TO DO »
A. Name each bar crawl that the text on Nevada's drinking culture says Reno is known for.
B. From the text on Nevada's drinking culture, print the passage that begins at the words "Plus, there’s all" and stops after "while on foot.".

DOCUMENT TEXT »
North versus South
When it comes to Nevada’s drinking culture—it’s all about your latitude.
Most major cities have just about every type of bar you could ask for—dive bars, cocktail lounges, wine tasting rooms, breweries and so on. But each city has its own spin on a night out, and despite Las Vegas and Reno being in the same state, the drinking culture in Sin City is a world away from the Biggest Little City. Living in Las Vegas for over 13 years and then attending college in Reno, I’ve had the chance to get up close and personal with each city’s nightlife scene.
Unless you’re heading to midtown, you can pretty much walk the distance of downtown Reno without getting severe blisters on your feet or spending exorbitant amounts of money on cabs or rideshare apps. Known for its Zombie, Santa and upcoming Leprechaun crawl, Reno’s bar crawls span just about a dozen city blocks, allowing you to hop from one bar to another by simply walking (or crawling). This allows you to squeeze in a variety of Reno’s decidedly different bars all in one night without having to put too much thought or effort into it.
If you think you’re going to walk the entire Las Vegas Strip in a night while stopping to drink along the way, I hope you’re joking. The Strip itself, the stretch of Las Vegas Boulevard that extends from Russell Road to Sahara Avenue, is 4.2 miles long, offering quite the endurance challenge for dedicated walkers. Keep in mind you’ll be tipsy and there are thousands of tourists clogging up the sidewalk, making it difficult to get anywhere fast.
Plus, there’s all of downtown Las Vegas just north of the Strip and the Fremont Street Experience after downtown. This is great in the sense that there are hundreds of new and exciting bars to try, but rather difficult to formulate a bar crawl unless you keep it confined to a certain area of town. In a city known all over the world for its drinking culture, it’s no wonder why it’s difficult to even cover a fraction of the bars Las Vegas has to offer while on foot.
Sorry, Reno, Vegas wins this one. In the City of Las Vegas, it is legal to consume alcoholic beverages in public if the drink is purchased in an open container. So if you buy a beer in a plastic cup at one bar, you can walk around on the street still drinking your beer without any issues, just as long as it’s not in a glass container. Many tourists take advantage of this law by enjoying Vegas’ famous yard drinks, which usually contain frozen piña coladas, daiquiris or blended margaritas inside three-foot-long souvenir cups. If you are considering this option, just make sure you consider these special exceptions—drinking isn’t allowed within 1,000 feet of a church, synagogue, public or private school, hospital, withdrawal management facility or homeless shelter.
In Reno, walking around with an open container is much more restricted. It’s illegal and could lead to misdemeanor charges. This is why you’re asked to pour out your cups before heading outside on bar crawl nights. Renoites have an outstanding talent for chugging drinks before hitting the next bar, though.
Luckily there are laws statewide that both Las Vegas and Reno dwellers can enjoy, like being able to purchase alcohol 24 hours a day from convenience stores, supermarkets and liquor stores. Bars are also permitted to stay open as late as they want to since there is no legally mandated last call for alcohol in the state of Nevada.

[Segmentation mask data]
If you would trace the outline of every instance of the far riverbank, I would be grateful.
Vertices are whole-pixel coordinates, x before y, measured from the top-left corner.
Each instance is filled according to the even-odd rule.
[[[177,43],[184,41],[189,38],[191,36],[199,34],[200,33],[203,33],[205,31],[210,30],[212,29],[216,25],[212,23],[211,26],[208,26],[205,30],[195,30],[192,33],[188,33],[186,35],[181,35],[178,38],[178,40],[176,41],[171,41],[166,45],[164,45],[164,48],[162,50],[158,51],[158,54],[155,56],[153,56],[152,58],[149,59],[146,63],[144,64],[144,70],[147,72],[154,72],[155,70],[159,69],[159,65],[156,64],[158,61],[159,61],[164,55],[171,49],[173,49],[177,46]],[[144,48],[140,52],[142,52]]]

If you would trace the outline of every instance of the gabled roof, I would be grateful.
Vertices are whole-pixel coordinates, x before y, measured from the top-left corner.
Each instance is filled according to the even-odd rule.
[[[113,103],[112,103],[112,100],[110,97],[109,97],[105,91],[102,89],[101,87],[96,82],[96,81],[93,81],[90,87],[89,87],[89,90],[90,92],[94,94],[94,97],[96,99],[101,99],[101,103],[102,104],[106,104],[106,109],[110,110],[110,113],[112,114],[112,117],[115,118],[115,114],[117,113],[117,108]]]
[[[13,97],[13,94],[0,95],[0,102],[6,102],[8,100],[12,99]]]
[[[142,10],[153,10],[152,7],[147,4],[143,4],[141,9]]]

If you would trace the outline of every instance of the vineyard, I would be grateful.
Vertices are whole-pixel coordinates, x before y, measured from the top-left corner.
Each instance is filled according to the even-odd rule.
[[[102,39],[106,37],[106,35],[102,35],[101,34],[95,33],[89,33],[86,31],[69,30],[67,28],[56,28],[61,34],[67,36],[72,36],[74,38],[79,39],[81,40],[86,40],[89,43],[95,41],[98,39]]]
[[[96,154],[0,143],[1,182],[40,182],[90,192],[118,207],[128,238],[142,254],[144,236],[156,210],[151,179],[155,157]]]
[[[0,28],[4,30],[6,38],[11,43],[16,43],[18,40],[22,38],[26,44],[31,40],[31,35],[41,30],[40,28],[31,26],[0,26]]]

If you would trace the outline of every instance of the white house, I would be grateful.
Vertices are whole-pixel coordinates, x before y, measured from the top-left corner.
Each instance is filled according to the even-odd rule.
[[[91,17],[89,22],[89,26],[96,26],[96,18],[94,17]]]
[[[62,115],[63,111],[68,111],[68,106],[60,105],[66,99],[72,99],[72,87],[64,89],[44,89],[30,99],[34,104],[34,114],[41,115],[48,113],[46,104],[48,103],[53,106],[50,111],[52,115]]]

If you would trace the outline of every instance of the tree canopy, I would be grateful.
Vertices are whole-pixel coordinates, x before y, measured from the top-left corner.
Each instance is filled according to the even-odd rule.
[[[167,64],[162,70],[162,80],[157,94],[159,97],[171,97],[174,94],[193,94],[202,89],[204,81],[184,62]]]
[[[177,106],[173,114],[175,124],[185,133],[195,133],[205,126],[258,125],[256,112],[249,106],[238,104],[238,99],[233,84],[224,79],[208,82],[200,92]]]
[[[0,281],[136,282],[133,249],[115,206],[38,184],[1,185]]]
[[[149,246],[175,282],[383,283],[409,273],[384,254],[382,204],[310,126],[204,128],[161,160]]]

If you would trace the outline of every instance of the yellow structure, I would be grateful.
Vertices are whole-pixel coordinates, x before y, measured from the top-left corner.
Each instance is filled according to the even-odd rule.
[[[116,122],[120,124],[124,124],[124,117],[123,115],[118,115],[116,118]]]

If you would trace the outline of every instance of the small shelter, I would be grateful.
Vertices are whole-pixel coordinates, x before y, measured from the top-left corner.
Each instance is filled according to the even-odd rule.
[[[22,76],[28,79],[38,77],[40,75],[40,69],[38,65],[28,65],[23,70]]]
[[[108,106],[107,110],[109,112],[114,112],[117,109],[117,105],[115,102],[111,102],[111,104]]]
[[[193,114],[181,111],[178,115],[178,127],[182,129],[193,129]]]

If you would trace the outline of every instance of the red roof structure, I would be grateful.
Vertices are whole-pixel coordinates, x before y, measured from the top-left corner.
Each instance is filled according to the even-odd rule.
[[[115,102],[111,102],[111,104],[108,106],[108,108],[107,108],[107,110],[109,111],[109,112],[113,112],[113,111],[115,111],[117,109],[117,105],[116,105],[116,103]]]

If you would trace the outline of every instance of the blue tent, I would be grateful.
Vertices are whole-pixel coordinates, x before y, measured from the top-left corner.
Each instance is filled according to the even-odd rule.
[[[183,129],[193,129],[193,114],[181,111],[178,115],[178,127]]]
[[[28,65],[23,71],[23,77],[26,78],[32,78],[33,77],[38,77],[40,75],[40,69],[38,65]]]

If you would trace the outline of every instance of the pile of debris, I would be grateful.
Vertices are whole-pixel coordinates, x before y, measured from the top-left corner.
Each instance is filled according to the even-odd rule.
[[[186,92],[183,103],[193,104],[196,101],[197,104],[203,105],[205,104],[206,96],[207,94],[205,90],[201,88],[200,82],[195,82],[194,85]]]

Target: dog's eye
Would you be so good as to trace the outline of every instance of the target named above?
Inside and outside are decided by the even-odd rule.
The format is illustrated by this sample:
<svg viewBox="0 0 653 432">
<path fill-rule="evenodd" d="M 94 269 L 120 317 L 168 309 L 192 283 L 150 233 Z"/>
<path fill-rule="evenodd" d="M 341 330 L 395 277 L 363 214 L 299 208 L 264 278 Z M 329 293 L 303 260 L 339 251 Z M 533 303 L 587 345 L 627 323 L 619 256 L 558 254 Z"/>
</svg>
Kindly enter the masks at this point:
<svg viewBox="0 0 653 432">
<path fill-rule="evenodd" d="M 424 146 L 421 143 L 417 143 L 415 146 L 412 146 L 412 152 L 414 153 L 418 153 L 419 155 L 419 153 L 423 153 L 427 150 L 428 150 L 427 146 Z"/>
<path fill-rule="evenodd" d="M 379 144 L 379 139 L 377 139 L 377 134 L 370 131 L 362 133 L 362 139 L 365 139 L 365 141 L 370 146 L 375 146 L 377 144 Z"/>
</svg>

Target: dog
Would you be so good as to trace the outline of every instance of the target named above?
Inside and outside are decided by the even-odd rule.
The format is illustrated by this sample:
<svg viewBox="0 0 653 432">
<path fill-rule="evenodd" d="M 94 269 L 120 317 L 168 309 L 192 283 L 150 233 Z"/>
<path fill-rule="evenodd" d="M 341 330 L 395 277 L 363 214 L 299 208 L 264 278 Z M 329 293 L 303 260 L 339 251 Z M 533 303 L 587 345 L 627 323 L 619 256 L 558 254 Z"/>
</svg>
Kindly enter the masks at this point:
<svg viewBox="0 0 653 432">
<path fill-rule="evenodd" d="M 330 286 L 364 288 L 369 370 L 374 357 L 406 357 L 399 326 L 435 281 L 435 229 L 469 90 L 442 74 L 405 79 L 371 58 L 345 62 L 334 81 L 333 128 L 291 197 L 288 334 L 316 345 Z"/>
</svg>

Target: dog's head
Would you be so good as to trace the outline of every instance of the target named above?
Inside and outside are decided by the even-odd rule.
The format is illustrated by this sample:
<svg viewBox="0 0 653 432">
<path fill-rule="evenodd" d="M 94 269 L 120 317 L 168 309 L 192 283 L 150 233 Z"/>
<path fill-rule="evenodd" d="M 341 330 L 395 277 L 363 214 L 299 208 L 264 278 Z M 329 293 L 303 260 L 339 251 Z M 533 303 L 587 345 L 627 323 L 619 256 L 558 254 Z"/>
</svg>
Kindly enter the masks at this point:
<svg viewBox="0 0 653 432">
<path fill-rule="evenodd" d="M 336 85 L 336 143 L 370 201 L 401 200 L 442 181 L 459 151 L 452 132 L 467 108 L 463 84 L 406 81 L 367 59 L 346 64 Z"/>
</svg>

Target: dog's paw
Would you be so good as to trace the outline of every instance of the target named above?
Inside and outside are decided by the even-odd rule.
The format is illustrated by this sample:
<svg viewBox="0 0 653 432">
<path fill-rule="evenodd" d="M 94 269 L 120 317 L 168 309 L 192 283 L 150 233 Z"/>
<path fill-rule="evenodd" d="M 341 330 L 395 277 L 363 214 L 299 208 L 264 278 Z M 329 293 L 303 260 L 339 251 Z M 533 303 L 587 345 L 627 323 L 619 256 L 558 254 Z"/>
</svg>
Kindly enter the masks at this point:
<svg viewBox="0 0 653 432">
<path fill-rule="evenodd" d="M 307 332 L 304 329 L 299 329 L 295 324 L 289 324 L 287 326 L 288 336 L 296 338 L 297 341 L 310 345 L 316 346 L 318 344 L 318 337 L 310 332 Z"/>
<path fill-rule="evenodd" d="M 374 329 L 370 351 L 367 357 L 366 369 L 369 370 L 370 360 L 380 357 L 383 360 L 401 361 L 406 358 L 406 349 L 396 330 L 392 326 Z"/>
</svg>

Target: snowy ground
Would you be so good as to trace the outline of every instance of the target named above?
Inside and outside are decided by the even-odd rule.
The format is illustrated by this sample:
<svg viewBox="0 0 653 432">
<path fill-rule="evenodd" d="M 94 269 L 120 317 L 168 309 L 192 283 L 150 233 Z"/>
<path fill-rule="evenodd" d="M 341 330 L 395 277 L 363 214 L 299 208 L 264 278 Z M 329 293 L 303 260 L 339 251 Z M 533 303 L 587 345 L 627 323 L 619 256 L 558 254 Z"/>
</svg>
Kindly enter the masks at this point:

EXPECTED RESPONSES »
A. Zombie, Santa, Leprechaun

B.
Plus, there’s all of downtown Las Vegas just north of the Strip and the Fremont Street Experience after downtown. This is great in the sense that there are hundreds of new and exciting bars to try, but rather difficult to formulate a bar crawl unless you keep it confined to a certain area of town. In a city known all over the world for its drinking culture, it’s no wonder why it’s difficult to even cover a fraction of the bars Las Vegas has to offer while on foot.